Fiducia incondizionata a Longanesi

E sul longanesi, che potete scoprire leggendo il nostro articolo, Tenuta Uccellina ha investito molto delle sue risorse e speranze. “La caratteristica più unica che rara del longanesi è quella di essere un vino rosso che si esprime molto bene in pianura. E nella nostra area di pianura ne abbiamo molta e avevamo bisogno proprio di un vitigno di questo tipo. Io ne sono particolarmente orgoglioso. E’ impensabile trovare un vino di questa potenza e di questo spessore, in una zona completamente pianeggiante. Storicamente questa zona era adibita a produzioni vitivinicole destinate al consumo di massa. Questa varietà, lavorata in una certa maniera, ci ha stravolto tutto. Per fortuna nel 1998 c’è stata una rivalutazione del Longanesi, e mio padre ha subito abbracciato la volontà di ottenere qualcosa di importante da questa uva”.

Un vitigno che richiede un lavoro particolare. La sua forza, il carattere devono essere addomesticati. Solo così se ne evidenzia il potenziale. Hermes Rusticali si ricorda che per arrivare a questo equilibrio sono state necessarie prove, errori, sconfitte ed infine il successo. “Inizialmente si lavorava un pò come una normale uva rossa. La varietà in questione ha però un apporto tannico veramente elevato. Per certi versi esuberante. Ricordo i primi anni ottenevamo dei vini che erano molto sgarbati. Era necessario trovare la giusta via per equilibrarlo. Inizialmente si era pensato all’utilizzo della barrique per addomesticarlo, ma dopo pochi anni siamo passati alla botte grande. Ma sicuramente ciò che ci ha aiutato di più è stata la tecnica dell’appassimento.”

Anni di lavoro e sperimentazioni che i viticoltori hanno portato avanti in simbiosi con il consorzio , come ci tiene a sottolineare il giovane enologo di Tenuta Uccellina “Il consorzio si è dotato di un disciplinare proprio che ci obbliga ad appassire almeno il 50% delle uve destinate al Burson etichetta nera. In aggiunta richiede un affinamento in legno di altri due anni. Ma noi di Tenuta uccellina per li Burson facciamo un appassimento del 100% dell’uva per un periodo che va dai 40 ai 50 giorni. E lasciamo il vino  in botte grande di legno per 48 mesi.

+ + +

§ CONSEGNA SCRITTA 1
Traduca in inglese questa frase del testo sul Longanesi: «La varietà in questione ha però un apporto tannico veramente elevato.»
§ CONSEGNA SCRITTA 2
Riporti senza modifiche il passo del testo sul Longanesi che comincia con "Anni di lavoro" e prosegue fino a "per 48 mesi.".

+ + +

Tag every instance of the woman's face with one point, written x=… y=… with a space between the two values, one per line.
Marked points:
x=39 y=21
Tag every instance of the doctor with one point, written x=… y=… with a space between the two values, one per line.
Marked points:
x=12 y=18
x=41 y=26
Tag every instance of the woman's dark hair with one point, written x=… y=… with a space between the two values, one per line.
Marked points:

+ + +

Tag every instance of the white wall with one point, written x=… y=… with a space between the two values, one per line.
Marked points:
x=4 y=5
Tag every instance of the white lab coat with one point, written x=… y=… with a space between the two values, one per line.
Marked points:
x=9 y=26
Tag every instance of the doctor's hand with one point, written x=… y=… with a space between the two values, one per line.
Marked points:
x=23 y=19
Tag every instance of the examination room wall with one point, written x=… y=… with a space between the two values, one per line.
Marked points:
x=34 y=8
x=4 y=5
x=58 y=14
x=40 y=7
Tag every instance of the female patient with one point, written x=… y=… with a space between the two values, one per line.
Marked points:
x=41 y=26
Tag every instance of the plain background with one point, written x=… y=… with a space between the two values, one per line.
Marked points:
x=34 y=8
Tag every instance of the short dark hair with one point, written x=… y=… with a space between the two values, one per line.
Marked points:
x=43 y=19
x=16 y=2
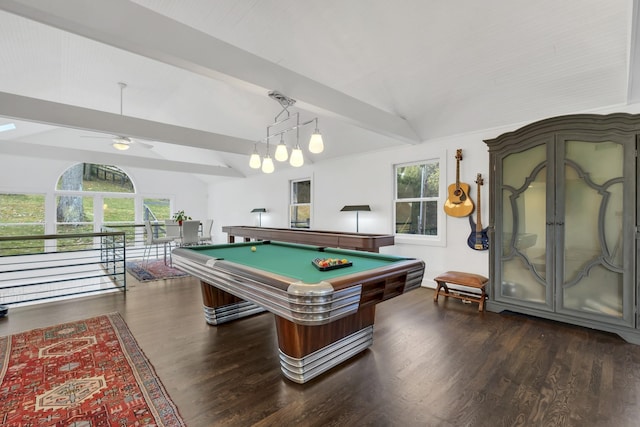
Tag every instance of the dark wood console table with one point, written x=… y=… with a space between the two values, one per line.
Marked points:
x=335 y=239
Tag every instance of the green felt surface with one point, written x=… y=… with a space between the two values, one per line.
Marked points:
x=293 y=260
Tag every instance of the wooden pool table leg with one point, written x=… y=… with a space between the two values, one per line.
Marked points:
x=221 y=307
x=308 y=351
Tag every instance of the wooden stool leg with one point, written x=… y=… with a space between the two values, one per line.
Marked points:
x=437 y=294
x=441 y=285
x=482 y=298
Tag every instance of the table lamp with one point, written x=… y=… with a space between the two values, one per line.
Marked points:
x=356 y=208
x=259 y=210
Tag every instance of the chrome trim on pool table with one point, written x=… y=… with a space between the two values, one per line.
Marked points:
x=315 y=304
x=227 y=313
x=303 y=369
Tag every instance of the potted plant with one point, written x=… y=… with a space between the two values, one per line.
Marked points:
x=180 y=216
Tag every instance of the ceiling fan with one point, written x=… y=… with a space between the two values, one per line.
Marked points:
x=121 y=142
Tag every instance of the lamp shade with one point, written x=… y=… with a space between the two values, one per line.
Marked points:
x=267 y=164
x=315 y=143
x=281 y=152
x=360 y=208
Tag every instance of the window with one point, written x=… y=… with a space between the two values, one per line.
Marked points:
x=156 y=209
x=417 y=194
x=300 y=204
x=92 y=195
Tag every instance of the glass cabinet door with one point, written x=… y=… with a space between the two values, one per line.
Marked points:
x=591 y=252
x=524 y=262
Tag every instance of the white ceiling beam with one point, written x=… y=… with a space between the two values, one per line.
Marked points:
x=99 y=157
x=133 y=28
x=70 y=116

+ + +

§ RISULTATO DELL'ESERCIZIO 1
However, the variety in question has a truly high tannin content.

§ RISULTATO DELL'ESERCIZIO 2
Anni di lavoro e sperimentazioni che i viticoltori hanno portato avanti in simbiosi con il consorzio , come ci tiene a sottolineare il giovane enologo di Tenuta Uccellina “Il consorzio si è dotato di un disciplinare proprio che ci obbliga ad appassire almeno il 50% delle uve destinate al Burson etichetta nera. In aggiunta richiede un affinamento in legno di altri due anni. Ma noi di Tenuta uccellina per li Burson facciamo un appassimento del 100% dell’uva per un periodo che va dai 40 ai 50 giorni. E lasciamo il vino  in botte grande di legno per 48 mesi.